What you are asked to do.
Return every line of the records below word for word, omitting the pictures.

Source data
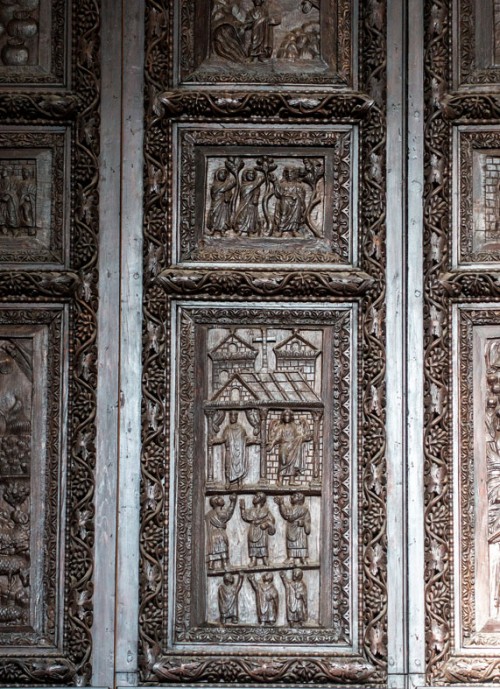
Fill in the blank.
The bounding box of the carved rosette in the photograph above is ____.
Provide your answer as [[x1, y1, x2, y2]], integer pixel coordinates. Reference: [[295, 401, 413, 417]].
[[0, 0, 100, 685], [140, 0, 387, 685]]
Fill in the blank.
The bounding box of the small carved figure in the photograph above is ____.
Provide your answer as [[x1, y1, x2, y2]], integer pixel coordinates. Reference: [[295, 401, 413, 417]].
[[248, 572, 279, 624], [280, 569, 307, 627], [207, 167, 236, 235], [217, 574, 243, 624], [19, 167, 36, 234], [273, 167, 306, 237], [240, 493, 276, 567], [205, 495, 236, 569], [233, 170, 265, 236], [267, 409, 311, 483], [211, 411, 258, 487], [274, 493, 311, 565]]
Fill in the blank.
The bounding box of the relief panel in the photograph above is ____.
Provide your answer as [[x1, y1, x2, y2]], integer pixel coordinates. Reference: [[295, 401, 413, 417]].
[[0, 309, 66, 653], [453, 126, 500, 265], [170, 305, 356, 647], [178, 0, 355, 86], [0, 0, 65, 86], [0, 127, 69, 264], [174, 125, 356, 266]]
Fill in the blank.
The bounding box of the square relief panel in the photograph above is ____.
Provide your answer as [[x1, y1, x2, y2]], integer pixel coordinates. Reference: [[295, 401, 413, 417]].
[[0, 128, 69, 264], [454, 0, 500, 89], [0, 308, 65, 652], [177, 0, 356, 86], [175, 126, 356, 265], [0, 0, 65, 86], [170, 305, 357, 647]]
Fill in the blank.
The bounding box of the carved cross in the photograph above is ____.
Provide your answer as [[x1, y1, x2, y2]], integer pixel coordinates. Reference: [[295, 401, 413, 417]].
[[252, 328, 277, 373]]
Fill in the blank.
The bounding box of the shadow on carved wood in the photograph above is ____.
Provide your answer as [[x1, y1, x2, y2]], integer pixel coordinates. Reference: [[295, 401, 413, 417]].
[[179, 0, 354, 85]]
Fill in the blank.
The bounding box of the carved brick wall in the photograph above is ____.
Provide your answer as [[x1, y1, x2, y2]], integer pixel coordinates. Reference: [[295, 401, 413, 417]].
[[140, 0, 387, 686], [0, 0, 100, 685]]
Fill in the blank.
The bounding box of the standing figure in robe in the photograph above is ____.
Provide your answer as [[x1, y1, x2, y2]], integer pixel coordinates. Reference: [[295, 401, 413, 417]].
[[273, 167, 306, 237], [217, 574, 243, 624], [240, 492, 276, 567], [248, 572, 279, 624]]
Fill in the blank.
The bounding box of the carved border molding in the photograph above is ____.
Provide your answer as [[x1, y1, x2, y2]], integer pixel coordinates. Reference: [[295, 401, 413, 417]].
[[0, 0, 100, 686], [454, 0, 500, 85], [0, 0, 65, 90], [172, 302, 354, 644], [0, 91, 84, 124], [143, 0, 387, 684], [176, 0, 356, 89]]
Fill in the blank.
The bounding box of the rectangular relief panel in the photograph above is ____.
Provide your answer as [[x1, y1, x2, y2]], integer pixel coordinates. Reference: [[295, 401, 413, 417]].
[[170, 304, 357, 651], [453, 0, 500, 89], [0, 0, 66, 87], [0, 307, 68, 656], [452, 305, 500, 660], [0, 127, 70, 266], [174, 125, 357, 267], [176, 0, 357, 87]]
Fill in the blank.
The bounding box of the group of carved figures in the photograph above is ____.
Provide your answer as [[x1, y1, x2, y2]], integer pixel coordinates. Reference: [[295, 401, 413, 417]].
[[0, 166, 36, 235], [0, 0, 40, 67], [205, 492, 311, 570], [212, 0, 320, 63], [210, 409, 312, 487], [217, 568, 308, 627], [206, 157, 324, 238]]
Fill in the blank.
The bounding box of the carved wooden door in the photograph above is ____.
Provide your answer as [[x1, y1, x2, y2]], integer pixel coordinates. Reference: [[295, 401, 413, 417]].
[[424, 0, 500, 684], [8, 0, 500, 689], [0, 0, 99, 686], [139, 0, 387, 684]]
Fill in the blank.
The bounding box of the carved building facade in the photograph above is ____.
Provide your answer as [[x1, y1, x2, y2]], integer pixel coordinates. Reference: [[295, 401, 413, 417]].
[[0, 0, 500, 689]]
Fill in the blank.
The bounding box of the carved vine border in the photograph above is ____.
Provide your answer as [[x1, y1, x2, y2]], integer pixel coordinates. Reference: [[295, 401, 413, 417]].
[[174, 304, 354, 645], [139, 0, 387, 683], [0, 0, 65, 89], [178, 0, 354, 87], [0, 0, 100, 686], [455, 131, 500, 262]]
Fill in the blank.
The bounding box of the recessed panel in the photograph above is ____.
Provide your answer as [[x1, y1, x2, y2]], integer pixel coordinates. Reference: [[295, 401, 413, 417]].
[[171, 305, 356, 647], [176, 127, 356, 265], [179, 0, 355, 86], [0, 129, 69, 264]]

Result of the task.
Fill in the blank.
The bounding box of the carved rosette in the photograph above is ____.
Provide your answer as [[x1, y1, x2, y2]], integer pixel coordinates. Reference: [[295, 401, 413, 417]].
[[0, 0, 100, 685], [140, 0, 387, 685]]
Fill in the blank.
The bounding box of the small carved figure in the photograph above is ____.
Provide your answer as [[x1, y1, x2, y2]], integer pixel coordinates. Reference: [[295, 401, 413, 417]].
[[248, 572, 279, 624], [280, 569, 307, 627], [207, 167, 236, 235], [217, 574, 243, 624], [19, 167, 36, 234], [273, 167, 306, 237], [240, 493, 276, 567], [205, 495, 236, 569], [233, 170, 265, 236], [267, 409, 311, 483], [211, 411, 258, 487], [274, 493, 311, 565]]
Fill in the blank.
The bounding box of the relief panel in the photograph above is ____.
Provide your answer as [[x1, y1, x2, y2]], integer pixel coordinates. Reference: [[295, 401, 413, 417]].
[[0, 309, 66, 653], [453, 126, 500, 265], [170, 305, 356, 647], [178, 0, 355, 86], [0, 0, 65, 86], [0, 127, 69, 264], [174, 125, 356, 266]]
Fill in the blank.
The bounding box of the square relief panel in the photograph above is ____.
Provide your answer as [[x1, y1, x2, y2]], integer pixel coordinates. Reference: [[295, 401, 413, 417]].
[[0, 128, 69, 264], [454, 0, 500, 89], [0, 308, 65, 652], [177, 0, 356, 86], [175, 126, 356, 265], [0, 0, 65, 86], [170, 305, 357, 647]]
Fill in the blank.
The bounding box of the carved cross in the photograph above is ____.
Provide your answer as [[x1, y1, x2, y2]], integer pixel coordinates. Reference: [[295, 401, 413, 417]].
[[252, 328, 277, 373]]
Fill in the blank.
The bounding box of the shadow on carved wood in the photograph above is ____.
Provide your answer as [[x1, y1, x2, y2]], integer pixel coordinates. Reference: [[295, 401, 413, 417]].
[[179, 0, 354, 85]]
Fill in the blank.
The bounding box of the carved brick wall in the photograph above is ____.
Provide your answer as [[x1, y1, x2, y2]], integer pixel coordinates. Reference: [[295, 401, 413, 417]].
[[140, 0, 387, 686], [0, 0, 100, 685]]
Fill in the blank.
The bounding box of the standing figure in robe in the photograph above is ____.
Provide your answer as [[x1, y1, x2, y2]], integer pixel coordinates. Reference: [[295, 401, 413, 417]].
[[273, 167, 306, 237], [217, 574, 243, 624], [240, 492, 276, 567], [248, 572, 279, 624]]
Fill in the blank.
The bounding box of the carved border molding in the photograph above is ____.
Provide your answer as [[x1, y1, x2, y2]], integer pixel coordinates. Reference: [[295, 401, 413, 417]].
[[0, 0, 100, 686], [454, 0, 500, 85], [0, 0, 65, 90], [172, 302, 354, 644], [0, 91, 84, 124], [143, 0, 387, 684], [176, 0, 356, 89]]
Fill in the blank.
The bounding box of the rectangular relief panel in the photograph above is ____.
Provide your answer as [[x1, y1, x2, y2]], integer pixel coordinates. Reference: [[295, 401, 413, 417]].
[[170, 304, 357, 651], [453, 0, 500, 89], [0, 0, 66, 87], [0, 307, 68, 656], [452, 305, 500, 660], [0, 127, 70, 266], [174, 125, 357, 267], [176, 0, 357, 87]]
Fill in the blank.
The bounding box of the group of carved figures in the photograph above is ____.
Provide your answer as [[x1, y1, x2, y2]], integer pixel coordinates. Reference: [[295, 401, 413, 417]].
[[0, 166, 36, 235], [0, 0, 40, 67], [205, 492, 311, 570], [212, 0, 320, 63], [210, 409, 312, 487], [217, 568, 308, 627], [206, 157, 324, 238]]
Fill in the blank.
The bounding box of the carved wooden door in the photograph above is ____.
Provide your answer as [[x1, y1, x2, y2]], integer pixel coordinates. Reference: [[295, 401, 413, 417]].
[[424, 0, 500, 684], [8, 0, 500, 689], [0, 0, 99, 686], [139, 0, 387, 684]]
Fill in the blank.
The bounding box of the carved building facade in the photograph above is ____.
Provide your answer as [[x1, y1, x2, y2]], integer pixel coordinates. Reference: [[295, 401, 413, 417]].
[[0, 0, 500, 689]]
Fill in the blank.
The bounding box of the carved vine border in the photograph above is ____.
Provide your answer as [[x1, y1, x2, y2]], integer pixel coordinates. Reference: [[295, 401, 413, 417]].
[[174, 304, 354, 645], [139, 0, 387, 683], [0, 0, 65, 89], [178, 0, 354, 87], [0, 0, 100, 686], [455, 131, 500, 262]]
Fill in the blank.
The bounding box of the recessed panel in the photograph above is ____.
Provide your answer as [[x1, y1, x2, y2]], integer pixel coordinates. Reference: [[295, 401, 413, 417]].
[[171, 305, 356, 647], [176, 127, 356, 265], [179, 0, 355, 86], [0, 129, 69, 264]]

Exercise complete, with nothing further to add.